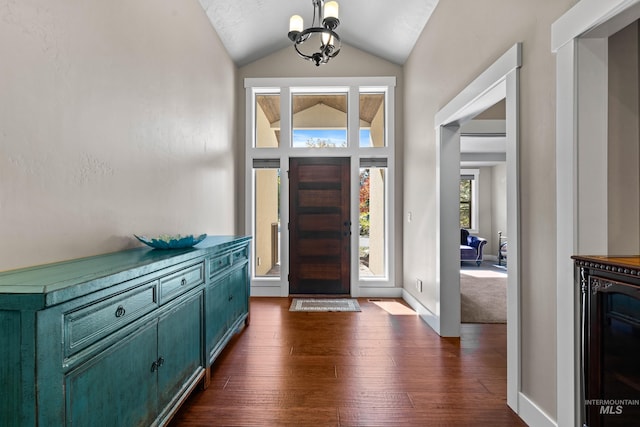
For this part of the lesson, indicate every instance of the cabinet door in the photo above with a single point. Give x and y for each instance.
(179, 348)
(238, 298)
(118, 386)
(216, 317)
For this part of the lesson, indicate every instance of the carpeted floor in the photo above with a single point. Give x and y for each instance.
(483, 296)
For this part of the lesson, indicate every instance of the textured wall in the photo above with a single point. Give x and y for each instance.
(116, 117)
(446, 58)
(623, 197)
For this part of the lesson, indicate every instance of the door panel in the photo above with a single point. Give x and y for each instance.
(319, 226)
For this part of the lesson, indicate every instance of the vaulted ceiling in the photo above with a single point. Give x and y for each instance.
(251, 29)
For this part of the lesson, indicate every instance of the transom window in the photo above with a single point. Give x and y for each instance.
(324, 117)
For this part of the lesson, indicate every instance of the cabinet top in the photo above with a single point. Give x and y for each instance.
(39, 284)
(628, 265)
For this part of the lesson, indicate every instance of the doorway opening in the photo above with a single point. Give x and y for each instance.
(296, 128)
(500, 81)
(319, 225)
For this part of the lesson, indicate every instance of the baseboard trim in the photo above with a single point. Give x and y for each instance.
(265, 291)
(532, 414)
(425, 314)
(366, 292)
(375, 292)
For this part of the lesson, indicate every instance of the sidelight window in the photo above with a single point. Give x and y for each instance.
(320, 117)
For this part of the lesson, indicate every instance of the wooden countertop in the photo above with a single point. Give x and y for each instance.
(618, 261)
(627, 265)
(57, 282)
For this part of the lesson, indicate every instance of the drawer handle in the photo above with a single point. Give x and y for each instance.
(156, 364)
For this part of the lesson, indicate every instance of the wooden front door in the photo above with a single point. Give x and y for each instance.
(319, 226)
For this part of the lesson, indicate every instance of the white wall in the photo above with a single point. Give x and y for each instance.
(116, 117)
(624, 143)
(498, 205)
(446, 58)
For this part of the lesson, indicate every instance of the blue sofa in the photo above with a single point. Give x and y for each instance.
(471, 247)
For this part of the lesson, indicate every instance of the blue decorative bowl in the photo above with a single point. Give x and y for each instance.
(168, 241)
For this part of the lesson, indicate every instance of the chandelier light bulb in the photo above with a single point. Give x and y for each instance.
(331, 9)
(321, 32)
(296, 23)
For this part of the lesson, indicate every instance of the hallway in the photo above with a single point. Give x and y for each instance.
(382, 366)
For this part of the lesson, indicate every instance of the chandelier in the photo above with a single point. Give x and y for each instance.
(321, 33)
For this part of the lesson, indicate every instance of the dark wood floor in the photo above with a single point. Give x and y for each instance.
(372, 368)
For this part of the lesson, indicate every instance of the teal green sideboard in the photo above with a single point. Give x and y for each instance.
(119, 339)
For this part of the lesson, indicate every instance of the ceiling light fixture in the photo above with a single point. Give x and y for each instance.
(325, 21)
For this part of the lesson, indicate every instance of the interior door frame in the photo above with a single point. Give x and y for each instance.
(499, 81)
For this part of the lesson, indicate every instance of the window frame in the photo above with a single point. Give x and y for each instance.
(279, 286)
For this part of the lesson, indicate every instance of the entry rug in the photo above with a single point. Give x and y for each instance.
(324, 304)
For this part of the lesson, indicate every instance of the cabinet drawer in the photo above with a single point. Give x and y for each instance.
(89, 324)
(177, 283)
(240, 255)
(219, 263)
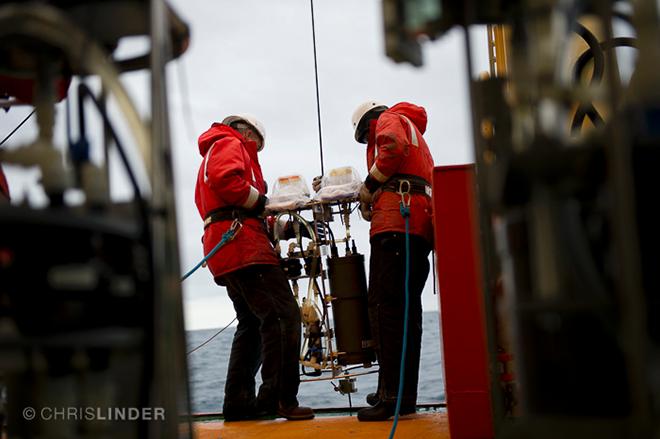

:::

**YOUR ASSIGNMENT**
Repeat the records above exactly. No pictures go into the repeat.

**OUTPUT**
For this part of the lesson, indicate every instance of the cabinet door in the photo above with a single point. Give x and y for each instance.
(179, 348)
(238, 298)
(118, 386)
(216, 317)
For this part of the lesson, indicate every instance of the carpeted floor in the photo above with a single point. Give x and y for each instance.
(483, 296)
For this part of the lesson, indicate every instance of the textured wall in the photo above with a single point. Give x and y for each instance.
(116, 117)
(446, 58)
(623, 197)
For this part of the lesson, indicate every instance of the door panel in the photo above with a single point. Give x and y for each instance.
(319, 226)
For this part of the lesson, indicate every instance of the vaulted ceiling in the photo above with a single point. Give x and y for each instance.
(251, 29)
For this part of the lesson, indicate every instance of the transom window in the photo above with a single point. Give x and y for each instance.
(324, 117)
For this part of the lesson, indicate every instance of the cabinet top in the photo above with a single point. Give x and y for each instance.
(39, 284)
(628, 265)
For this part of the lesson, indicate every instance of the doorway opening in the photo above with a single point. Give x and y for each instance.
(296, 128)
(500, 81)
(319, 225)
For this part of the lesson, indicate every instance of the baseboard trim in the photo above with a single point. Give x and y for each instance.
(265, 291)
(532, 414)
(425, 314)
(366, 292)
(375, 292)
For this part of the lesson, indicate every instance of the sidelight window in the photo above with a single point. Give x and y for each instance.
(320, 117)
For this part of the lesson, indicate every instance of the wooden countertop in the photo above with a single point. Give x and y for each instance.
(618, 261)
(627, 265)
(57, 282)
For this part of the lesson, indicate every instance of the drawer handle in the photo above with a single point. Give x and y for each instance.
(156, 364)
For this part of the lesson, indicate every instance of the wooden front door in the photo above with a single point. Give x and y for each instance.
(319, 226)
For this part of the lesson, indicate every instance of the white wall in the photo above with a single point. Give x and y for each instance.
(116, 117)
(624, 143)
(498, 205)
(446, 58)
For this part of the lesson, indicate every instance of the blue sofa in the photo above with a single point. Give x and y for each instance.
(471, 247)
For this part of the lesson, indicate every instance of the blue decorative bowl in the photo above with a single point. Give x and y for each instance.
(168, 241)
For this part of the lesson, indicate every instance of the chandelier light bulb in the photo above with a single point. Give x and y for each instance.
(331, 9)
(321, 32)
(296, 23)
For this part of the lesson, indicate every instance of the hallway in the photo above with a single point. Give x and y for each instance.
(382, 366)
For this part of the lesson, indicate every instance of the chandelier in the photo above with a single point. Give x and y for each instance.
(321, 33)
For this part of the lesson, indicate every instance of the dark wood floor in the photo above with a single point. Give x and y for each instance.
(372, 368)
For this part of the lesson, indicate every instance of the teal green sideboard in the photo above with a single point. Give x and y for each instance.
(119, 339)
For this part of the lesson, indicate every instance of the ceiling light fixture in the photo above with a single point. Give x and y for each instance.
(325, 21)
For this part of the lesson, indicate every instance of the interior door frame in the photo above with a single point. Give x and y for each instance.
(499, 81)
For this part of the lesson, indicate every instance of the window frame in the photo above with a single point. Give x and y for each instance.
(279, 286)
For this part of the lesson, indicate every instance of the entry rug in the photo above with a single point. Give x and y for each instance.
(324, 304)
For this part of the lesson, indicate every instance of the cabinet drawer in the photo above with a single point. Give x and y for each instance.
(89, 324)
(177, 283)
(240, 255)
(219, 263)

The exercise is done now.